_What is asked_. Extract each line below that contains the string "crowd". The match is case-sensitive.
--- START Records supplied ---
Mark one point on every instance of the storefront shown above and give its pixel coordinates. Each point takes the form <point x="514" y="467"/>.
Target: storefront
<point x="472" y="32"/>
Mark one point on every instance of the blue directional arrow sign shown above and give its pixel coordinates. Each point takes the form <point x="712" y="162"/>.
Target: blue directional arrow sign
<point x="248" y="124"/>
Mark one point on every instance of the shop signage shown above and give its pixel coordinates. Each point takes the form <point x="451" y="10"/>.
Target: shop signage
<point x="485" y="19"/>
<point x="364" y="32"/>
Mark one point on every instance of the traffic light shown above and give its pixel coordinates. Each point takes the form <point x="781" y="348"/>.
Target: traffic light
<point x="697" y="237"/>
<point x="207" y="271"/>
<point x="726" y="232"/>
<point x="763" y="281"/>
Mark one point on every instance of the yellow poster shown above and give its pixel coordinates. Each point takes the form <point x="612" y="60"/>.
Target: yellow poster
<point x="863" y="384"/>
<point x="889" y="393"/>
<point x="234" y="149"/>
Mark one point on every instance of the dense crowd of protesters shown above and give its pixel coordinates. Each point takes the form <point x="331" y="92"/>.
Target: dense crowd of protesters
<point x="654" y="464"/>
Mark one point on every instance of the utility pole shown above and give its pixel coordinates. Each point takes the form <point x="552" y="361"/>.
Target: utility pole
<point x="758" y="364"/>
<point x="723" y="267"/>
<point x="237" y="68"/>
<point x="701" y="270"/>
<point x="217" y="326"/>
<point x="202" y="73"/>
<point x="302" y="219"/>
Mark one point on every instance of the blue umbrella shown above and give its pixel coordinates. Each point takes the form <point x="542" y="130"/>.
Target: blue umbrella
--- END Records supplied ---
--- START Records supplied ---
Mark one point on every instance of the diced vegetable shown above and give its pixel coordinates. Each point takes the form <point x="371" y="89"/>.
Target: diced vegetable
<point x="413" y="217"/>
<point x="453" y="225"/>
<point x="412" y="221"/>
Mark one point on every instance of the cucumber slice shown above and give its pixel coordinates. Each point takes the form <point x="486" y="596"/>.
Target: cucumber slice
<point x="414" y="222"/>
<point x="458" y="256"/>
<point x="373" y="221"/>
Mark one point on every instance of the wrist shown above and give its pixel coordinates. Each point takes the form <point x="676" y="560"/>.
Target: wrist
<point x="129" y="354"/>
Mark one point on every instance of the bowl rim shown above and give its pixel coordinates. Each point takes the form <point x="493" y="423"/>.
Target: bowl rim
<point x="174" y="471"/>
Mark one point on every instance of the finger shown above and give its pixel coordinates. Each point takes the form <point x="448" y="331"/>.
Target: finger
--- END Records supplied ---
--- START Records supplied ---
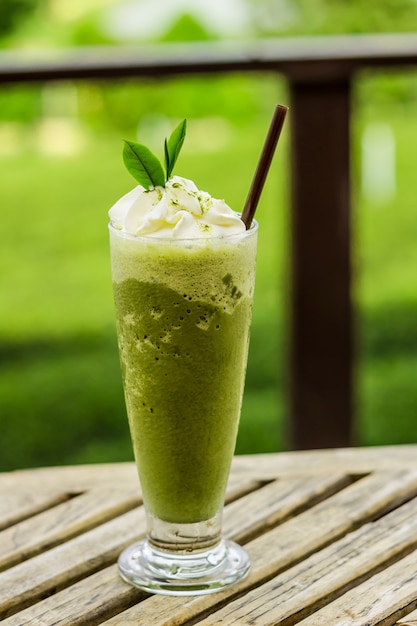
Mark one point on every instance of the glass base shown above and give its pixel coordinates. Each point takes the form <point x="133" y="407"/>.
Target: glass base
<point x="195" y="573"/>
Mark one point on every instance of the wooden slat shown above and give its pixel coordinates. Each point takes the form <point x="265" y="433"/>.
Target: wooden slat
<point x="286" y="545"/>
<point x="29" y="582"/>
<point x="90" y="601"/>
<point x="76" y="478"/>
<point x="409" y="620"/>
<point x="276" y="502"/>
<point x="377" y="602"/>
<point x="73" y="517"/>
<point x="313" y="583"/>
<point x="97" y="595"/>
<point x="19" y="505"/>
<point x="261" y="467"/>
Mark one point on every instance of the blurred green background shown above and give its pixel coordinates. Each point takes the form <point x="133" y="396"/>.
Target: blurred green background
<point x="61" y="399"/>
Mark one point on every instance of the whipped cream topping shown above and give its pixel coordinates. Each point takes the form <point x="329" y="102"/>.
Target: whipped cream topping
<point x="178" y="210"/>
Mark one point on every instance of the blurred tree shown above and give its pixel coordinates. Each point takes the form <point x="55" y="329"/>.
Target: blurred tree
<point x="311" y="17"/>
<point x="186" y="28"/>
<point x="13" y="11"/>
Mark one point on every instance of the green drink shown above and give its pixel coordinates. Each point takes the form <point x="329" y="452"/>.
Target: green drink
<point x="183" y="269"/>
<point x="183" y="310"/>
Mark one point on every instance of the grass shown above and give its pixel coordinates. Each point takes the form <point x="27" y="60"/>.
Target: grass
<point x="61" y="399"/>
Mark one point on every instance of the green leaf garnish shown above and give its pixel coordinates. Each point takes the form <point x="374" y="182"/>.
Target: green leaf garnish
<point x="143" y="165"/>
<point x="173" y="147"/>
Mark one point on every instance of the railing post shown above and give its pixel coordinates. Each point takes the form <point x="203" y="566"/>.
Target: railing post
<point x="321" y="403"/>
--- END Records supplied ---
_Reply_.
Mark one point on every instance of the dense crowd of protesters shown above and give its pixel coordinates. Each point takes the form <point x="331" y="92"/>.
Target: dense crowd of protesters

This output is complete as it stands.